▶ [УСЛОВИЯ ЗАДАНИЯ]:
[1] В каком году, согласно отрывку о Юстиниане, Юлиан был отправлен с миссией в Нубию?
[2] Пожалуйста, выведите из отрывка о Юстиниане без изменений часть, которая открывается словами «Император Юстиниан Великий» и завершается словами «и религиозного характера.».

Император Юстиниан Великий и наследие Халкидонского Собора — страница 43 из 96

[810]. Миссии Нарсеса предшествовала еще более важная политическая акция римлян, целью которой было подвигнуть нубийцев на войну против их соседей — блеммиев. Таким образом, все эти события, по всей видимости, представляют собой ряд хорошо продуманных и последовательно исполненных мер, призванных обеспечить спокойствие границы Верхнего Египта. Эти акции предполагали комплексные шаги военного, политического и религиозного характера.

Следовательно, можно предположить, что Юстиниан с целью прочно привязать племя язычников-нобадов к Империи планировал не только искоренить язычество в Нубии, но и отправить туда миссию. В 535–540 гг. ввиду многочисленных событий религиозно-политического и внешнеполитического характера, с которыми Юстиниану пришлось иметь дело, для этого очевидным образом не представилось возможности. Однако уже в 542 г. имели место два достойных внимания события: с миссионерскими целями был отправлен на Восток Империи Иаков Барадей, а в Нубию — Юлиан. Деятельность Иакова Барадея заслуживает особого внимания, поэтому здесь мы намерены описать миссию Юлиана и события, за ней последовавшие. Для начала лишь укажем, что обе миссии состоялись в одно и то же время[811].

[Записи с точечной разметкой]
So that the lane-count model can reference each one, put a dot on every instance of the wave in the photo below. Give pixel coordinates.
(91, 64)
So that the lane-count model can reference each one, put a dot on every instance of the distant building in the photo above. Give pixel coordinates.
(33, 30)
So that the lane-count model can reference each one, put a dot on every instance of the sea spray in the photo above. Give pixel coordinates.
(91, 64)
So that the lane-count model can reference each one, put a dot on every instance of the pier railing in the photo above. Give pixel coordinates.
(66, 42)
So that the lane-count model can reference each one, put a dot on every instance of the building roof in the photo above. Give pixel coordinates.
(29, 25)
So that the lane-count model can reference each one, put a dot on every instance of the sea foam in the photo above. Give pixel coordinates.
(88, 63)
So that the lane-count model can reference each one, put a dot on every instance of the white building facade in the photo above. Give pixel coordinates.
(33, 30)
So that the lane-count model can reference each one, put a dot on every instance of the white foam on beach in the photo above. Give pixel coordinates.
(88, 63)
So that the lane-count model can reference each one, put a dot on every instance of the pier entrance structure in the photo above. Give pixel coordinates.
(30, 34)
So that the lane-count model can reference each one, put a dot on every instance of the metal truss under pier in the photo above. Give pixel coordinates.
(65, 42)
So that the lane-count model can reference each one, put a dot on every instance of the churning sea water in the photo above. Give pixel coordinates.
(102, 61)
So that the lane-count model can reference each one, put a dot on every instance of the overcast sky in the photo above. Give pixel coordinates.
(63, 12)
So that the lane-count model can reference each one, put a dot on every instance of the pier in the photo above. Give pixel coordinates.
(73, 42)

▶ [ОТВЕТЫ НА ЗАДАНИЯ]:
[1] В 542 г.

[2]
Император Юстиниан Великий и наследие Халкидонского Собора — страница 43 из 96

[810]. Миссии Нарсеса предшествовала еще более важная политическая акция римлян, целью которой было подвигнуть нубийцев на войну против их соседей — блеммиев. Таким образом, все эти события, по всей видимости, представляют собой ряд хорошо продуманных и последовательно исполненных мер, призванных обеспечить спокойствие границы Верхнего Египта. Эти акции предполагали комплексные шаги военного, политического и религиозного характера.